• _Listed records_
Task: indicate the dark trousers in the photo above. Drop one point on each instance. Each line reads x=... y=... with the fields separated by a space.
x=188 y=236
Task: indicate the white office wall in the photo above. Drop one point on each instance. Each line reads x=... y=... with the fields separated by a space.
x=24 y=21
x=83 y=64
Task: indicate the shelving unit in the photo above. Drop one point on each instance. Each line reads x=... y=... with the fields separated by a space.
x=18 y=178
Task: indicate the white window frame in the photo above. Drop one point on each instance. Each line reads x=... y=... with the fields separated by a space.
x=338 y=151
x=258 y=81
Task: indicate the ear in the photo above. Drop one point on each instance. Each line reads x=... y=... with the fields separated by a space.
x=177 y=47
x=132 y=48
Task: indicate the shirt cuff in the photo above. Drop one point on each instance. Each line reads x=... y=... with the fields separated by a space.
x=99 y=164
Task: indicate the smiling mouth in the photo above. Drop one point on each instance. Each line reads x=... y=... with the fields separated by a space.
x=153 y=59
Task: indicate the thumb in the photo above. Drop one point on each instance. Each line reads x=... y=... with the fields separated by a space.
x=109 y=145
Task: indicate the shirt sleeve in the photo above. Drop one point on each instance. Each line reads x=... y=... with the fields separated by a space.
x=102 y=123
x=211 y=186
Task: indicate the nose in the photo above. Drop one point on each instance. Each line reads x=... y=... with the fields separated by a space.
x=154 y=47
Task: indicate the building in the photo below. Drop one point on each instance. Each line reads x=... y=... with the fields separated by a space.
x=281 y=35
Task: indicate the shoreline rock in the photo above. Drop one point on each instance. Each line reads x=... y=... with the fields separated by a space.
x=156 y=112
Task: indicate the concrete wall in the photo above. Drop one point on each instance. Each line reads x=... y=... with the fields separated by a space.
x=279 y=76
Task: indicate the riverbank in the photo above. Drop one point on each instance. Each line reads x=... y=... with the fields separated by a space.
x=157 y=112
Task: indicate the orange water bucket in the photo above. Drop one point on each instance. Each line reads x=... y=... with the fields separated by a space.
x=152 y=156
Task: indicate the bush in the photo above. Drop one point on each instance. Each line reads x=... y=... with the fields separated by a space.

• _Required work_
Everything in the listing must be returned word for word.

• _Solution for this task_
Task: indicate the dark trousers in the photo above. Drop one point on each instance. Each line reads x=... y=... with the fields separated by a space.
x=188 y=236
Task: indicate the white office wall in the photo above. Drop one point on each instance. Each line reads x=... y=... with the fields separated by a space.
x=24 y=21
x=83 y=64
Task: indicate the shelving unit in the photo above. Drop one point on each instance. Each line reads x=... y=... with the fields separated by a space.
x=18 y=178
Task: indicate the white window frame in the photo above. Drop one point on each instance. Each line reads x=... y=... with the fields separated by a space.
x=338 y=151
x=258 y=81
Task: indicate the ear in the photo above. Drop one point on each instance. Each line reads x=... y=... with the fields separated by a space.
x=177 y=47
x=132 y=48
Task: indicate the shirt cuff in the photo above. Drop one point on each instance. Each line reads x=... y=... with the fields separated by a space.
x=99 y=164
Task: indicate the smiling mouth in the photo above. Drop one point on each instance. Each line reads x=... y=... with the fields separated by a space.
x=153 y=59
Task: indicate the thumb in the photo above. Drop one point on each instance. Each line reads x=... y=... with the fields separated by a space.
x=109 y=145
Task: indicate the shirt sleeve in the photo above. Drop one point on each instance. Each line reads x=... y=... with the fields separated by a space.
x=102 y=123
x=211 y=186
Task: indicate the nose in the photo above. Drop one point on each instance. Each line reads x=... y=... with the fields separated by a space.
x=154 y=47
Task: indicate the building in the photo below. Drop one point on each instance. Each line reads x=... y=... with the fields separated by a space.
x=281 y=35
Task: indicate the shoreline rock in the photo above. Drop one point on each instance. Each line reads x=... y=... with the fields separated by a space.
x=156 y=112
Task: indicate the concrete wall in the photo above. Drop one point on each instance. Each line reads x=... y=... with the fields separated by a space.
x=279 y=76
Task: indicate the riverbank in the photo above. Drop one point on each instance. Each line reads x=... y=... with the fields separated by a space.
x=157 y=112
Task: indicate the orange water bucket in the photo above. Drop one point on each instance. Each line reads x=... y=... with the fields separated by a space.
x=152 y=156
Task: indicate the bush in the photo above. Drop one point on each instance. Each line reads x=... y=... with the fields separated by a space.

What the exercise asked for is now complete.